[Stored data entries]
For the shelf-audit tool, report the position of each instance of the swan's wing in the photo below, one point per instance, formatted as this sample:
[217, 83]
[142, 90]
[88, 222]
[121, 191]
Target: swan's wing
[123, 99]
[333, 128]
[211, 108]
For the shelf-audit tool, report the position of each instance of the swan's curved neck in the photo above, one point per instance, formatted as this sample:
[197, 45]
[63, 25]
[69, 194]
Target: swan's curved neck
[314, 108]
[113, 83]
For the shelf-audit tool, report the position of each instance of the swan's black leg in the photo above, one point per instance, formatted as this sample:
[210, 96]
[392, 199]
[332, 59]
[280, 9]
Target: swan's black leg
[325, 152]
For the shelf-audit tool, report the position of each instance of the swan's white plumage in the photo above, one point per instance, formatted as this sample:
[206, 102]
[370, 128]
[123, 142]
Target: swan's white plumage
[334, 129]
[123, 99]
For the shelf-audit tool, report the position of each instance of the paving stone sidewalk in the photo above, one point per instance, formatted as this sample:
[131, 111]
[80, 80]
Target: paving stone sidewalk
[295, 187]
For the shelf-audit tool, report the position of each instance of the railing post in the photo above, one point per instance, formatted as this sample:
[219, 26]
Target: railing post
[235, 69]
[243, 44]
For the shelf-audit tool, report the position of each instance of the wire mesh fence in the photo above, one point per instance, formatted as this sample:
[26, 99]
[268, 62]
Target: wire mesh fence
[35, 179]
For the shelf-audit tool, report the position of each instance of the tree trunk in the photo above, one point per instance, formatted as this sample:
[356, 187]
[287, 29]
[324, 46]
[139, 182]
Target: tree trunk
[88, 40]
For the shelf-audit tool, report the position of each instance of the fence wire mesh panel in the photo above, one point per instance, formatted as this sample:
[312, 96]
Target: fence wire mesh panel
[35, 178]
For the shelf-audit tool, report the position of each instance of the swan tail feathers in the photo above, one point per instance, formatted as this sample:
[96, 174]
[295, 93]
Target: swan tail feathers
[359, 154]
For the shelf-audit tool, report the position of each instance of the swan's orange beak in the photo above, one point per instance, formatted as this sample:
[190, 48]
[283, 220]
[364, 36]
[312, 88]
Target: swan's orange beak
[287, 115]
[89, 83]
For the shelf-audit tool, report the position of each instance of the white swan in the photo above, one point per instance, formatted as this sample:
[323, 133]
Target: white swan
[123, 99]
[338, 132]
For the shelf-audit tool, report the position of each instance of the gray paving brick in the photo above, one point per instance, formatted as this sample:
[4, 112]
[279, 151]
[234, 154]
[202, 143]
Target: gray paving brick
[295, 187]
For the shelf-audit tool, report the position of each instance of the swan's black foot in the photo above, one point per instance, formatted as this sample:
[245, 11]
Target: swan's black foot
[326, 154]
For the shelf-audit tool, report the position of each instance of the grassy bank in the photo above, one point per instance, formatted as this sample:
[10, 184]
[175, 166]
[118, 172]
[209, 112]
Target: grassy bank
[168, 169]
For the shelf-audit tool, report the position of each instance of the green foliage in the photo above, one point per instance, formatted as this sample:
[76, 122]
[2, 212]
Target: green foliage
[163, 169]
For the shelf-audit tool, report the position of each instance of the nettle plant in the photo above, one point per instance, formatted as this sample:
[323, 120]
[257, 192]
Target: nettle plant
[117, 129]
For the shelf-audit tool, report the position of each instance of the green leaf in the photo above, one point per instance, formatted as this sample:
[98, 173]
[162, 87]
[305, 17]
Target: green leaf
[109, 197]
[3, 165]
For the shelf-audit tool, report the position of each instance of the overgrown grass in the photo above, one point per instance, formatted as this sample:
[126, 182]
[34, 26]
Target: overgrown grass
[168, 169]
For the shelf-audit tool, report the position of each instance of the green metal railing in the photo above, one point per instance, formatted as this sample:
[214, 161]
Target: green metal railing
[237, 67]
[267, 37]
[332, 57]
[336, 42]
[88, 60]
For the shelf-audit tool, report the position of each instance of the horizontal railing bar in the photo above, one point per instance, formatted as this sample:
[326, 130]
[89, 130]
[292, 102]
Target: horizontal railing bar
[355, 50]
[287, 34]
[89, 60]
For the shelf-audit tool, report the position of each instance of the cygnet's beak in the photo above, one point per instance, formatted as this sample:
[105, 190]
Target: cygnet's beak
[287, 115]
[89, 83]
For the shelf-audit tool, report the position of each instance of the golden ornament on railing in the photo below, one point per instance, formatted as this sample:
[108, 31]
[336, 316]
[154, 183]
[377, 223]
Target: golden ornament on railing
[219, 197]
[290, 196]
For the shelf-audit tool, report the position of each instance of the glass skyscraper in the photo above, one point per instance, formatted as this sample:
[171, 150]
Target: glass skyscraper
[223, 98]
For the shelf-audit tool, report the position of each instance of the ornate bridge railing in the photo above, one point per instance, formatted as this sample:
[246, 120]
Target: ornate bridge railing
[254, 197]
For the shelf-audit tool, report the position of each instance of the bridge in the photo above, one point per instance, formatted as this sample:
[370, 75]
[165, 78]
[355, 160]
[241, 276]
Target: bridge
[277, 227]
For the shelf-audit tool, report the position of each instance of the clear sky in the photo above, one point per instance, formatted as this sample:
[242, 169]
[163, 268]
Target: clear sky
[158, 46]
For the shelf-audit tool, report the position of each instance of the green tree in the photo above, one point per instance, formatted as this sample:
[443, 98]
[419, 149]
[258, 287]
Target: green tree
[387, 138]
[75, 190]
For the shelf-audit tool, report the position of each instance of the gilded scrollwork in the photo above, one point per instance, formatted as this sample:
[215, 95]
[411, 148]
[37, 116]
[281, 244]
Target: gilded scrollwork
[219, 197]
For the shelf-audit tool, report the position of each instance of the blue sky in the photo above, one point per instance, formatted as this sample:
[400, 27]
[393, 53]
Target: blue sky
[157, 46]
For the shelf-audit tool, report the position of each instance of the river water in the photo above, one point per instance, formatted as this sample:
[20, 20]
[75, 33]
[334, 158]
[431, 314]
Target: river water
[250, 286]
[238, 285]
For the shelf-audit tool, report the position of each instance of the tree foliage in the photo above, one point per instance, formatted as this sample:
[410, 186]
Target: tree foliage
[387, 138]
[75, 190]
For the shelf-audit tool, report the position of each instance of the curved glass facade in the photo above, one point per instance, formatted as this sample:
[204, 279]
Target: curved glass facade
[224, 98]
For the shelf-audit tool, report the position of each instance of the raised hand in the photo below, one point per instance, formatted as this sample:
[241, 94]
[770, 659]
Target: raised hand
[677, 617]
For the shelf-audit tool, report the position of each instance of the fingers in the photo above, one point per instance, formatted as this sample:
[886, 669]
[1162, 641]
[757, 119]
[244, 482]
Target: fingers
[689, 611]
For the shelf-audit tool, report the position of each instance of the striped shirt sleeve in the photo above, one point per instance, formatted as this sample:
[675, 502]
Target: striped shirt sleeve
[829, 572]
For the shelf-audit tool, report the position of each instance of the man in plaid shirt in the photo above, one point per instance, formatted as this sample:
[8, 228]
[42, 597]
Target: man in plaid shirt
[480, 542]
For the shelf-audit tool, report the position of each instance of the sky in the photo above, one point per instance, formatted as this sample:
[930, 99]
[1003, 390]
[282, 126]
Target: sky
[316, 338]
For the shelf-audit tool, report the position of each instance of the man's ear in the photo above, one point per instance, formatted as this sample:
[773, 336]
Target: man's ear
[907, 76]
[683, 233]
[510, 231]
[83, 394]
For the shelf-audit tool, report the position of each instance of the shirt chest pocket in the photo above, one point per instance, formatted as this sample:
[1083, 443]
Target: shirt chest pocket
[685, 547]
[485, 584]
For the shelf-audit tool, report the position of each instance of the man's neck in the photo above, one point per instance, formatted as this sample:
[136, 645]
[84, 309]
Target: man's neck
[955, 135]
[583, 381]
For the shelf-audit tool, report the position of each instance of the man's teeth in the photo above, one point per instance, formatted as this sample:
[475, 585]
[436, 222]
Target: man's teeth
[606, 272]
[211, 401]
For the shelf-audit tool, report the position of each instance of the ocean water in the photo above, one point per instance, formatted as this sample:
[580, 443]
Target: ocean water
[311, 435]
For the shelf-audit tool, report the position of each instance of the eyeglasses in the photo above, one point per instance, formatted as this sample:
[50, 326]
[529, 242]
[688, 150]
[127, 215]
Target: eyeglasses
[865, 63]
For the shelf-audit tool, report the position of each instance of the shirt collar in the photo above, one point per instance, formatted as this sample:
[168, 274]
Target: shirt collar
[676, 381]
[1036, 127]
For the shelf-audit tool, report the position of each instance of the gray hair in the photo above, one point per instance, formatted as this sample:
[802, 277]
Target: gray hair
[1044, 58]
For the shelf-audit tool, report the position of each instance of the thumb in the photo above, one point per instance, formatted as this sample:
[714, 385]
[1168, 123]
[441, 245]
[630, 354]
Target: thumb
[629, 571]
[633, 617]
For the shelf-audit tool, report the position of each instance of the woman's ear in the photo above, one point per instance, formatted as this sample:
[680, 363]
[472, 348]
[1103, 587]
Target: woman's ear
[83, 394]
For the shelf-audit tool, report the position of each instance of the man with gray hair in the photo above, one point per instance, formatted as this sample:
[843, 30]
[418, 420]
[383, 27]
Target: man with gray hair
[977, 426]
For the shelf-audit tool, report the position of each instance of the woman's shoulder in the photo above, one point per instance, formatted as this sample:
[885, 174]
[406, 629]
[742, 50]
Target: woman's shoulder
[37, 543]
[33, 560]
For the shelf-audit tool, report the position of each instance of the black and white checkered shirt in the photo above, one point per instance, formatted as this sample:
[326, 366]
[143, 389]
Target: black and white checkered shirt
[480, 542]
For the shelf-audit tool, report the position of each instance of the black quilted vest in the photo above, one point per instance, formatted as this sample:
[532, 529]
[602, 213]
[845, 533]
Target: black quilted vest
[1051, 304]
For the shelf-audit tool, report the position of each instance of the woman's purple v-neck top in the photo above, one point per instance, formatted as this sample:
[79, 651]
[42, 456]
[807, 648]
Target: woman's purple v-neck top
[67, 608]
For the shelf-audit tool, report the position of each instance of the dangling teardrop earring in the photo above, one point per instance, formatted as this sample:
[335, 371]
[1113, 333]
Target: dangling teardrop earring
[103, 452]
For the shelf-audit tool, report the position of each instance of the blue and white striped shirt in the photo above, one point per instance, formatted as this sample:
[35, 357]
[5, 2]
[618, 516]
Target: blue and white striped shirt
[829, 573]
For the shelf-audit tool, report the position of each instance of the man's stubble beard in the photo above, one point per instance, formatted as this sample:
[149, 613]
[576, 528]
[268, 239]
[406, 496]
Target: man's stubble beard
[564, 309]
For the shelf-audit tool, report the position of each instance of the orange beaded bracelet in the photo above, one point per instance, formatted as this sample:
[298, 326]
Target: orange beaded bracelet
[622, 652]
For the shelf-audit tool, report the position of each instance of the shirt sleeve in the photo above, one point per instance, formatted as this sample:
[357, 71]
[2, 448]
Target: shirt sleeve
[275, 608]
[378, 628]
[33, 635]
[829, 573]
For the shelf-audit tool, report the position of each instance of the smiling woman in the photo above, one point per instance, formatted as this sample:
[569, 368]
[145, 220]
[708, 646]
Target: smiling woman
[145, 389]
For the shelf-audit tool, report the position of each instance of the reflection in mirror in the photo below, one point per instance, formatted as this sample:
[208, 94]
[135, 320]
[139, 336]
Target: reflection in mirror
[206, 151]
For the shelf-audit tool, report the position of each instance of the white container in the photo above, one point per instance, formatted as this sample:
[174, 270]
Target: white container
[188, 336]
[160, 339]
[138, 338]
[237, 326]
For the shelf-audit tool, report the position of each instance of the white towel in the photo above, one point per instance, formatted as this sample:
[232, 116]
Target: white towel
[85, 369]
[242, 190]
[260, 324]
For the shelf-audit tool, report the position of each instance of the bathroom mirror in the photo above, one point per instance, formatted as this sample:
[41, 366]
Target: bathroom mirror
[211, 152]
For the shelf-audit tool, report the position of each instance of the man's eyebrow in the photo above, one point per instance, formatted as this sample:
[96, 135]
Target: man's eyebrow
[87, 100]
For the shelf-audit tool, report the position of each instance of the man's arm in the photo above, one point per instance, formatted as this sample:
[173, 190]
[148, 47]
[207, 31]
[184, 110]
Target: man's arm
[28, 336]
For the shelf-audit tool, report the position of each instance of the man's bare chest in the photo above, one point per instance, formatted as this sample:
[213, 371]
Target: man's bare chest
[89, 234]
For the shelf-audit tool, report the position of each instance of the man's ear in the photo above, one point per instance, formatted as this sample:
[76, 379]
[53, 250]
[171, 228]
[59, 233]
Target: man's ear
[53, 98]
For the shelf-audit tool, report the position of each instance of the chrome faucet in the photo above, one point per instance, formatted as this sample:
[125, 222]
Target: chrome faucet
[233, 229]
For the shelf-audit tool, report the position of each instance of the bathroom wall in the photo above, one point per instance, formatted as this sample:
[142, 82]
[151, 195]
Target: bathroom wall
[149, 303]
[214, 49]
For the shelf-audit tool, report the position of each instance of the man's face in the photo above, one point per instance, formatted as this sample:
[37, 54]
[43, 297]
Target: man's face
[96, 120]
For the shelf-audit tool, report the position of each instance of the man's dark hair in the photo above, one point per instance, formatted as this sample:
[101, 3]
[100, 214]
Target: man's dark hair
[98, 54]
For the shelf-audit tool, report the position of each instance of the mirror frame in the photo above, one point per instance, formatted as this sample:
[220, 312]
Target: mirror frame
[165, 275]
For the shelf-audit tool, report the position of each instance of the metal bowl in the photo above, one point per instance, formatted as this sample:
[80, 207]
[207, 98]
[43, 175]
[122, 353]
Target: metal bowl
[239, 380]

*Exercise prompt*. Look through the entries above and copy each line that has "below" in it.

*Result*.
For the shelf-audit tool, report the position of each instance of the swan's wing in the photo below, one point per instance, formatted as this sample:
For the shelf-audit tool, report the position of each instance of the golden ornament on railing in the photo below, one point per instance, formatted as this sample:
For the shelf-audit tool, report the position of each instance of the raised hand in the photo below, one point per instance, formatted as this sample:
For the shelf-audit tool, report the position of each instance of the reflection in mirror in the photo below, one point per instance, formatted as this sample:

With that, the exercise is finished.